Il secondo articolo descrive invece il passaggio della clonazione delle scimmiette. I ricercatori hanno rimosso il nucleo da un ovocita e lo hanno sostituito con quello ricavato da un fibroblasto, cellula somatica differenziata, di una scimmia donatrice con Bmal1 silenziato. L’uovo così ricostruito si è sviluppato in un embrione che porta i geni del nucleo di sostituzione. L’embrione è stato quindi trasferito nel grembo di una ‘mamma surrogata’ che ha dato alla luce la scimmietta clonata.

Nel lavoro precedente, le ‘pioniere’ Zhong Zhong e Hua Hua erano state generate utilizzando fibroblasti da un feto abortito. Nel nuovo esperimento invece si è riusciti a utilizzare quelli di una scimmia adulta geneticamente modificata con fenotipi di malattia. “Il nostro approccio – approfondisce l’autore senior Qiang Sun – consiste prima nel generare un gruppo di scimmie modificate e poi nel selezionarne una che mostri il corretto editing genico e i fenotipi più gravi di malattia per usarla come donatrice per la clonazione”. Strategia che, prosegue l’esperto, “riteniamo possa essere utilizzata per generare una varietà di modelli di scimmie per malattie genetiche, tra cui molte patologie del cervello, così come i disordini immunitari e metabolici e il cancro”.

I ricercatori vogliono continuare a migliorare la tecnica per aumentare l’efficienza della clonazione e si aspettano negli anni a venire la nascita di più ‘macachi fotocopia’ portatori di mutazioni genetiche che causano malattie. L’Istituto di neuroscienze, viene precisato, sta seguendo le rigide linee guida internazionali per la ricerca sugli animali. “Questa linea di studio aiuterà a ridurre la quantità di scimmie attualmente utilizzate nella ricerca biomedica in tutto il mondo”, assicura Mu-ming Poo, che dirige l’Istituto ed è coautore in entrambi gli studi. “Senza l’interferenza del background genetico, un numero molto più piccolo di cloni portatori di fenotipi di malattia potrebbe essere sufficiente per i test pre-clinici sull’efficacia delle terapie”.

(Dati di puntamento su regioni)
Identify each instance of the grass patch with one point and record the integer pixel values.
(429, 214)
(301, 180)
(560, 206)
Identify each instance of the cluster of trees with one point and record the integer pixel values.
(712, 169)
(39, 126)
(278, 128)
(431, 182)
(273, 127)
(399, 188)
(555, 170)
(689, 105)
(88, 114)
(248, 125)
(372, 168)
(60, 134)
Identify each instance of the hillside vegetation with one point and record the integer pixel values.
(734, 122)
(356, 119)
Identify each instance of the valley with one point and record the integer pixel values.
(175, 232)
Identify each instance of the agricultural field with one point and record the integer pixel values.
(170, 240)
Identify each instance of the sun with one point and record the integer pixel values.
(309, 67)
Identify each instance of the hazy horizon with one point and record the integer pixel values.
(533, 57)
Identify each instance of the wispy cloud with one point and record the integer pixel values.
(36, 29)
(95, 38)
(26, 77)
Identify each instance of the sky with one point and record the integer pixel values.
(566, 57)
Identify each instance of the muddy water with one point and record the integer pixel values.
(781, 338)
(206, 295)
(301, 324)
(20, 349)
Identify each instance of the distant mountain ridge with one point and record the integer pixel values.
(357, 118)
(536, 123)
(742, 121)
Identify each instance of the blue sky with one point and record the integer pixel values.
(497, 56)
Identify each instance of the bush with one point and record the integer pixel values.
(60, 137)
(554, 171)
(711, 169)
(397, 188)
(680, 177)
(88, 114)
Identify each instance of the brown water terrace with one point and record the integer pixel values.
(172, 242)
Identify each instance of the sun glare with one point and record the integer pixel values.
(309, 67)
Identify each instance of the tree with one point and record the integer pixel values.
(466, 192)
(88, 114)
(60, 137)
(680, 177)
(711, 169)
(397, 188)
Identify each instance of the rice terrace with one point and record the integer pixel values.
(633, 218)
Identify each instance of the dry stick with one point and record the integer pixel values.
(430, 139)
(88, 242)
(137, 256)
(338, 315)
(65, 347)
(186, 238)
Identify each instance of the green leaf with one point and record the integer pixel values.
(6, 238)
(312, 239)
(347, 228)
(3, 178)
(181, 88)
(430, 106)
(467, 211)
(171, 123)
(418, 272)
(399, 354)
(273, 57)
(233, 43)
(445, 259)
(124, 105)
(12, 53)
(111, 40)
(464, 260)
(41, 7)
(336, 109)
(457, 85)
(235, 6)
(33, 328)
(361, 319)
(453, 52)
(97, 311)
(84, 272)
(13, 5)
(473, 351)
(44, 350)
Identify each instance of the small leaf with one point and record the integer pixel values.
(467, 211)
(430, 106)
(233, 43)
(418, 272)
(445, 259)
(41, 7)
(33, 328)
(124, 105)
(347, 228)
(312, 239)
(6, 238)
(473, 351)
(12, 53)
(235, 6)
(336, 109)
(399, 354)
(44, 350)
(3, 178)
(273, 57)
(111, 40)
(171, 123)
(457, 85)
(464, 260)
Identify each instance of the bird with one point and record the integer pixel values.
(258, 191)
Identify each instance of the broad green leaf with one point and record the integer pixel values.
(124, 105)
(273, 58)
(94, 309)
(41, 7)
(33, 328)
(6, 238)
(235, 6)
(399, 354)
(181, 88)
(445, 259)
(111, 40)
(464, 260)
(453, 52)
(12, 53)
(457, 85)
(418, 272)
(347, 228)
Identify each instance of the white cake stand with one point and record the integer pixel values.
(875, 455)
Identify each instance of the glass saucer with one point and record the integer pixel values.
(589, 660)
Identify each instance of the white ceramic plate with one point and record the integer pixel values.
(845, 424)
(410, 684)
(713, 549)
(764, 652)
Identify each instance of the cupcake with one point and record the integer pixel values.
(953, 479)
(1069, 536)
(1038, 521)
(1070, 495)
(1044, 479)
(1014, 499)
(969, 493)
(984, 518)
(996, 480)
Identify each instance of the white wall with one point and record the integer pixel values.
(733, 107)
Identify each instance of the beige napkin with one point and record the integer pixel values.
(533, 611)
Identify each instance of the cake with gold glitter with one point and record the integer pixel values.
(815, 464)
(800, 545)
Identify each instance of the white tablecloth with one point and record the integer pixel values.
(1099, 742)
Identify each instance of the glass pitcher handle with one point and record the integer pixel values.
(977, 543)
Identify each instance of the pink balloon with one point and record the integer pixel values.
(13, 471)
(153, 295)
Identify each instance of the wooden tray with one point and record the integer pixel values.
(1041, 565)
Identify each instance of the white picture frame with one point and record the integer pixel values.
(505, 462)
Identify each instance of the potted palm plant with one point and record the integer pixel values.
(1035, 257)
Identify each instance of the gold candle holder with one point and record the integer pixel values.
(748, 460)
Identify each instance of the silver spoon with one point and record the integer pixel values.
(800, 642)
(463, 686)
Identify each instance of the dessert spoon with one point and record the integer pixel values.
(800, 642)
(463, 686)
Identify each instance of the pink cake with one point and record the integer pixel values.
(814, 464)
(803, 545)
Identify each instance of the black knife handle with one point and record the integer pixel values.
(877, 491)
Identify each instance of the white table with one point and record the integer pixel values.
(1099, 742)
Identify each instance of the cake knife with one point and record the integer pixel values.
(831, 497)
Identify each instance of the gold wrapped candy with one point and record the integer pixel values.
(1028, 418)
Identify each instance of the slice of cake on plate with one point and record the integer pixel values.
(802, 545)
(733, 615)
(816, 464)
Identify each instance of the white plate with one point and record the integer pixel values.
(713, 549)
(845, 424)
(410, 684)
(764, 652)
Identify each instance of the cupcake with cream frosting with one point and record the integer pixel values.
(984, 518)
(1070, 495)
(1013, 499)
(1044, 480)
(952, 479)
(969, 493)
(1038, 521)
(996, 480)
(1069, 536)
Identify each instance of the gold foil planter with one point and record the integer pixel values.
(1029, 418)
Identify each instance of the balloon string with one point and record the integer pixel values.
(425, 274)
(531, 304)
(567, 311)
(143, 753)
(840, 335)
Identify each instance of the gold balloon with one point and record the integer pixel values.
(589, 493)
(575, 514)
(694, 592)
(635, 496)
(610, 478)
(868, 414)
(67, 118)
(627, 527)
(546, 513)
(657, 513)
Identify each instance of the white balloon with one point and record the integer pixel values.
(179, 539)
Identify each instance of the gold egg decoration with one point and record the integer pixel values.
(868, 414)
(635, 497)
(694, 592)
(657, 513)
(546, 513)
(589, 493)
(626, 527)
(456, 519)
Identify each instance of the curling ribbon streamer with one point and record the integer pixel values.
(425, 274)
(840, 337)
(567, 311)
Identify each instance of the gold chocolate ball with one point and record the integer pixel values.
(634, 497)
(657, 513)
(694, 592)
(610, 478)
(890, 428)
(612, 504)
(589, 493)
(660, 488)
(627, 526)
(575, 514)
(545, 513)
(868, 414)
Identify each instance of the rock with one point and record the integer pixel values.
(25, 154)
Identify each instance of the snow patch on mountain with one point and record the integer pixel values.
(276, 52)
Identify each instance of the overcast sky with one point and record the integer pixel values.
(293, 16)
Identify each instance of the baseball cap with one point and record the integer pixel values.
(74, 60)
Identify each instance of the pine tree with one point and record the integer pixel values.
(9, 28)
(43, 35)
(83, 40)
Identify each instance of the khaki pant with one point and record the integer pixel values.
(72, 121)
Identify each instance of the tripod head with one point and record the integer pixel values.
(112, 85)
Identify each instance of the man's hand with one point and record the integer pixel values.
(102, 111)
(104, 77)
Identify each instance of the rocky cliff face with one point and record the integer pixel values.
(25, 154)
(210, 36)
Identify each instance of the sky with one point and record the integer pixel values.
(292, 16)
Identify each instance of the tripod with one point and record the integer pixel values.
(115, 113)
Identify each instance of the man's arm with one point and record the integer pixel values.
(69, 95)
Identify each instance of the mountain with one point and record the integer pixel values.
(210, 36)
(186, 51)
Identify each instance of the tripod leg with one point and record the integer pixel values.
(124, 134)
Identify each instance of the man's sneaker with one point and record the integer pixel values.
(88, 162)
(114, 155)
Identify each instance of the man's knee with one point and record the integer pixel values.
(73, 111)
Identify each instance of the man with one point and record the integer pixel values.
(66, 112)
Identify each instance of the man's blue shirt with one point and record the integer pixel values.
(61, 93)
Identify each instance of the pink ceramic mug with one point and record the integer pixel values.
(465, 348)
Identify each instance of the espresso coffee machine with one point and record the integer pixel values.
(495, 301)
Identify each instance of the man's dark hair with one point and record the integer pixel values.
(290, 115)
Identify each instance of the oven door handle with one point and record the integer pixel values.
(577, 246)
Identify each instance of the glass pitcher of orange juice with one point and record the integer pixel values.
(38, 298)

▶ Cosa farai
A. Indica se ciascuna affermazione concorda con il brano sulla clonazione delle scimmie, rispondendo sì o no e citando alla lettera le parole decisive.
(i) Zhong Zhong e Hua Hua sono state generate con fibroblasti di una scimmia adulta.
(ii) Il nucleo inserito nell'ovocita proviene da un fibroblasto.
(iii) Mu-ming Poo è coautore di entrambi gli studi.
B. Rispondi alle domande seguenti in base al brano sulla clonazione delle scimmie.
(i) Come si chiama l'autore senior citato?
(ii) Dove è stato trasferito l'embrione?
(iii) Quali linee guida segue l'Istituto di neuroscienze?
C. Scrivi il seguito del brano sulla clonazione delle scimmie a partire dal punto in cui termina.

▶ Elenco risposte
A.
(i) No: "erano state generate utilizzando fibroblasti da un feto abortito".
(ii) Sì: "lo hanno sostituito con quello ricavato da un fibroblasto".
(iii) Sì: "è coautore in entrambi gli studi".

B.
(i) Qiang Sun.
(ii) Nel grembo di una "mamma surrogata".
(iii) Le rigide linee guida internazionali per la ricerca sugli animali.

C.
Le 5 scimmiette Ogm clonate in un istituto dell’Accademia cinese delle scienze di Shanghai, ‘insonni’ e con un’alterazione importante del ritmo circadiano, “potranno rivelarsi molto preziose per far progredire la ricerca contro diabete, obesità ma anche invecchiamento precoce“. A prevederlo è il genetista Giuseppe Novelli, rettore dell’Università di Roma Tor Vergata, che commenta all’Adnkronos Salute la ricerca descritta in due articoli pubblicati online sulla rivista ‘National Science Review’.

“La clonazione è una tecnica ormai assodata, come pure il gene editing, già utilizzato in Cina su embrioni umani. In questo caso a rendere molto interessante lo studio è proprio il gene ‘bloccato’ dai ricercatori, estremamente importante per il ritmo circadiano. Oltre al fatto che lo studio riguarda un mammifero molto vicino all’uomo. Le scimmiette geneticamente modificate non dormono, e sappiamo che i disturbi del sonno – ricorda Novelli – portano a patologie importanti, come appunto obesità, diabete e invecchiamento precoce. Ma finora non avevamo un animale modello di malattia così vicino a noi: esisteva solo un topo geneticamente modificato, che però è più lontano da noi rispetto alla scimmia”.

Avere a disposizione, e poter studiare, un modello animale “biologicamente tanto vicino a noi – continua il genetista – potrà aiutarci a far luce sull’origine di obesità e diabete, ma anche a contrastarli. Sappiamo infatti che mangiare una pizza a mezzogiorno non è come farlo a mezzanotte. Se le scimmie clonate si riveleranno un modello efficace, potranno permetterci di fare grandi passi avanti. Un altro campo su cui la ricerca scommette è quello delle cellule Ips (le staminali ‘ringiovanite’, o pluripotenti indotte): nel mio laboratorio le studiamo come modello in vitro di malattia”, conclude.